## START Data

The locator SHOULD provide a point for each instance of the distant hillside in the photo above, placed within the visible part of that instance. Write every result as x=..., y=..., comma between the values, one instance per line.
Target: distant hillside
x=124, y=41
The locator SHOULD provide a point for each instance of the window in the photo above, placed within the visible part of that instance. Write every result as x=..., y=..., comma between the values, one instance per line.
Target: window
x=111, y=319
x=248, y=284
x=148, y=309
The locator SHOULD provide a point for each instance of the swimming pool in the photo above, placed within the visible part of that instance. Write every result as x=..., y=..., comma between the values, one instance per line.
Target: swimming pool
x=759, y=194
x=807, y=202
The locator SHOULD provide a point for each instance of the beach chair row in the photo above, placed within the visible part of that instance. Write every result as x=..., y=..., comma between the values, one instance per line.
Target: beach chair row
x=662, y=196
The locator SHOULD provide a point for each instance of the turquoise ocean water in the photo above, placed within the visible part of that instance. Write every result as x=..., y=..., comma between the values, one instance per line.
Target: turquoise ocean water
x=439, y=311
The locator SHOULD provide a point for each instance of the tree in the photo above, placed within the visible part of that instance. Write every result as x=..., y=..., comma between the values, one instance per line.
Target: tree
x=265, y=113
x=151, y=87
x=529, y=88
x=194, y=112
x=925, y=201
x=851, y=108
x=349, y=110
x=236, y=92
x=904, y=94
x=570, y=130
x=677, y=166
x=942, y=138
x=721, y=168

## END Data

• To be done: List the lines from the one containing "of the tree" through the end of the rows as a numbered list, skipping any blank lines.

• Final answer:
1. The locator SHOULD provide a point for each instance of the tree in the photo above, placed within the visible part of that instance. Write every result as x=..., y=..., comma between the values, one instance per line.
2. Target: tree
3. x=265, y=113
4. x=151, y=87
5. x=529, y=88
6. x=194, y=112
7. x=925, y=201
8. x=851, y=108
9. x=349, y=110
10. x=236, y=92
11. x=904, y=94
12. x=570, y=130
13. x=677, y=166
14. x=942, y=138
15. x=721, y=168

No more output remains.